Exercise.
Copy each of the following items word for word.

[start of Extracted entries]

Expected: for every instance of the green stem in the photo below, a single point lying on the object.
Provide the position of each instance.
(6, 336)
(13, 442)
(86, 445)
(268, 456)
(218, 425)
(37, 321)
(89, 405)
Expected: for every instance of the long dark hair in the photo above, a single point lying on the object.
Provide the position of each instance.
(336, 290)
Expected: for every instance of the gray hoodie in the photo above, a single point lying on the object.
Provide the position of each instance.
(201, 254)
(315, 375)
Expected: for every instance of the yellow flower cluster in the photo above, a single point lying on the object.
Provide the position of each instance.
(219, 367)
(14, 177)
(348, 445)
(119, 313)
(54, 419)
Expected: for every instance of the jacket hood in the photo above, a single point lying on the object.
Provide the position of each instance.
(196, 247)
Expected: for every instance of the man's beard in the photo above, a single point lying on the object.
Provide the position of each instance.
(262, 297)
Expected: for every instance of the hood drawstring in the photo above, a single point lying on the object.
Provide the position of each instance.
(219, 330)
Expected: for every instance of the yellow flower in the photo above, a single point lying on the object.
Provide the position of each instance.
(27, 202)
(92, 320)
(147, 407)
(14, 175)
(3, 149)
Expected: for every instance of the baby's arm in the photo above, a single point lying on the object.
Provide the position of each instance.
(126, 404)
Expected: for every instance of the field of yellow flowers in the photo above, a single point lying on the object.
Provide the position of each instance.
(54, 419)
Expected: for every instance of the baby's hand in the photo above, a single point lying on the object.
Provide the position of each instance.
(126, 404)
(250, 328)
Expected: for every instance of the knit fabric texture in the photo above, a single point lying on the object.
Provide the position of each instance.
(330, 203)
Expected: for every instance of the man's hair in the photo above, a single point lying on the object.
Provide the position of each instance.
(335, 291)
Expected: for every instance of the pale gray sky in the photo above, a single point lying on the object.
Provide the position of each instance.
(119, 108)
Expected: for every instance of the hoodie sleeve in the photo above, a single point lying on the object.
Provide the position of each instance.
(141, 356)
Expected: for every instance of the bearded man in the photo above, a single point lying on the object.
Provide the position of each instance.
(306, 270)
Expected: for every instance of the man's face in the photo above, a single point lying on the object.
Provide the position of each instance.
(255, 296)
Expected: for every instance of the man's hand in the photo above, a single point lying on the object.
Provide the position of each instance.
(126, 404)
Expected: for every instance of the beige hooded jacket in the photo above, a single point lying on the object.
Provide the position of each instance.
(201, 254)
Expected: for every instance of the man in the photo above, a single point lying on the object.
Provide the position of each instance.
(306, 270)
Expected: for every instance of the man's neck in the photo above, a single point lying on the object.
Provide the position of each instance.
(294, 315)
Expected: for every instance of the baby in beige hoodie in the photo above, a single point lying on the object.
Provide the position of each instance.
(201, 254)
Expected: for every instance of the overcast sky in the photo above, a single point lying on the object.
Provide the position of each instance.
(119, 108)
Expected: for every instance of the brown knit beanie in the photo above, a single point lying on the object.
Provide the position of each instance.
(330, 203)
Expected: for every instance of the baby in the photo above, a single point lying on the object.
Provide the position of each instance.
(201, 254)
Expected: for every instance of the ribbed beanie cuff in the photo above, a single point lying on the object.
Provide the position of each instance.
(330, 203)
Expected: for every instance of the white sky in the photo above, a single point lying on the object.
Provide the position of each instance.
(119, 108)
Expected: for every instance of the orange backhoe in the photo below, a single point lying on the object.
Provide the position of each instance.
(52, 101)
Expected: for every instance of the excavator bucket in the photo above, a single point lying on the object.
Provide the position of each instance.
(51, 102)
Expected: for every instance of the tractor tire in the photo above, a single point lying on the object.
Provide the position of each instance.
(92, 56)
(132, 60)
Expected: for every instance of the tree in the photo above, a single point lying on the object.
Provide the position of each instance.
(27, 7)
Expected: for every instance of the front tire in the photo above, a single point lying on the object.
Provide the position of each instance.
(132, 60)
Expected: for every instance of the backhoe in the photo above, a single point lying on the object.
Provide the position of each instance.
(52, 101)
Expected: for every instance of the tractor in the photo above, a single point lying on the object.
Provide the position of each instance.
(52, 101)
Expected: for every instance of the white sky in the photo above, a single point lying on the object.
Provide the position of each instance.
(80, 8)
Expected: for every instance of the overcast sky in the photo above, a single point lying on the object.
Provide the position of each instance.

[end of Extracted entries]

Complete answer.
Expected: for every instance of the green stem in the photo below, a single point lying on the object.
Provide the position of each instance.
(6, 336)
(13, 442)
(86, 445)
(268, 456)
(218, 425)
(37, 321)
(89, 405)
Expected: for every instance of the long dark hair in the photo above, a single point lying on the object.
Provide the position of each instance.
(336, 290)
Expected: for every instance of the gray hoodie in the photo above, a single point lying on the object.
Provide the position of each instance.
(201, 254)
(315, 375)
Expected: for every instance of the yellow flower cluster in the photo above, a single point lying on the object.
Provide the position of each instance.
(219, 367)
(14, 177)
(348, 445)
(119, 313)
(54, 419)
Expected: for every instance of the jacket hood in the photo above, a single point lying on the object.
Provide the position of each instance.
(196, 247)
Expected: for every instance of the man's beard in the photo above, a single point lying on the object.
Provide the position of each instance.
(262, 297)
Expected: for every instance of the hood drawstring in the photo above, a single point lying on the object.
Provide the position of each instance.
(219, 330)
Expected: for every instance of the yellow flower in the photo above, a single point lying on the object.
Provide the position of each instance.
(27, 202)
(92, 320)
(147, 407)
(14, 175)
(3, 149)
Expected: for every instance of the baby's arm in the photo above, a single point lying on the object.
Provide the position of each instance.
(126, 404)
Expected: for every instance of the field of yellow flowers in the photo above, a single point lying on the object.
Provide the position of each instance.
(54, 419)
Expected: for every instance of the baby's hand in the photo above, a single point lying on the object.
Provide the position of each instance.
(126, 404)
(250, 328)
Expected: for every instance of the knit fabric texture in the photo above, a single point lying on the object.
Provide the position of each instance.
(330, 203)
Expected: for every instance of the man's hair in the photo above, a single point lying on the object.
Provide the position of each instance.
(335, 291)
Expected: for every instance of the pale gray sky in the photo above, a single point lying on the object.
Provide the position of each instance.
(119, 108)
Expected: for every instance of the hoodie sleeve in the photo above, a single point lying on the object.
Provide the position of each instance.
(141, 356)
Expected: for every instance of the bearded man in the photo above, a single point lying on the object.
Provide the position of each instance.
(306, 270)
Expected: for every instance of the man's face in the photo above, a single point lying on the object.
Provide the position of each instance.
(255, 296)
Expected: for every instance of the man's hand in the photo above, a single point lying on the object.
Provide the position of each instance.
(126, 404)
Expected: for every instance of the beige hooded jacket in the photo above, a single point lying on the object.
Provide the position of each instance.
(201, 254)
Expected: for every instance of the man in the photo above, a single point lying on the object.
Provide the position of each instance.
(306, 270)
Expected: for every instance of the man's neck in the photo above, a single point lying on the object.
Provide the position of each instance.
(294, 315)
Expected: for every instance of the baby in beige hoodie in the photo above, a single point lying on the object.
Provide the position of each instance.
(201, 254)
Expected: for every instance of the overcast sky in the photo above, a single point lying on the object.
Provide the position of each instance.
(119, 108)
Expected: for every instance of the brown knit beanie in the photo above, a single point lying on the object.
Provide the position of each instance.
(330, 203)
Expected: for every instance of the baby in the photo above, a single point lying on the object.
Provide the position of each instance.
(201, 254)
Expected: for every instance of the ribbed beanie cuff in the photo above, a single point lying on the object.
Provide the position of each instance.
(330, 203)
Expected: for every instance of the white sky in the photo above, a single point lying on the object.
Provide the position of each instance.
(119, 108)
Expected: for every instance of the orange backhoe in the photo below, a single point lying on the object.
Provide the position of each instance.
(52, 101)
Expected: for every instance of the excavator bucket in the photo above, a single point lying on the object.
Provide the position of each instance.
(51, 102)
Expected: for every instance of the tractor tire in the photo above, a single point lying on the object.
Provide the position of each instance.
(92, 56)
(132, 60)
Expected: for every instance of the tree in the photo above, a single point lying on the object.
Provide the position of each instance.
(27, 7)
Expected: for every instance of the front tire in the photo above, a single point lying on the object.
Provide the position of each instance.
(132, 60)
Expected: for every instance of the backhoe in the photo above, a single point lying on the object.
Provide the position of each instance.
(52, 101)
Expected: for every instance of the tractor in the photo above, a single point lying on the object.
Provide the position of each instance.
(52, 101)
Expected: for every instance of the white sky in the photo above, a single point lying on the object.
Provide the position of each instance.
(80, 8)
Expected: for every instance of the overcast sky in the photo above, a single point lying on the object.
Provide the position of each instance.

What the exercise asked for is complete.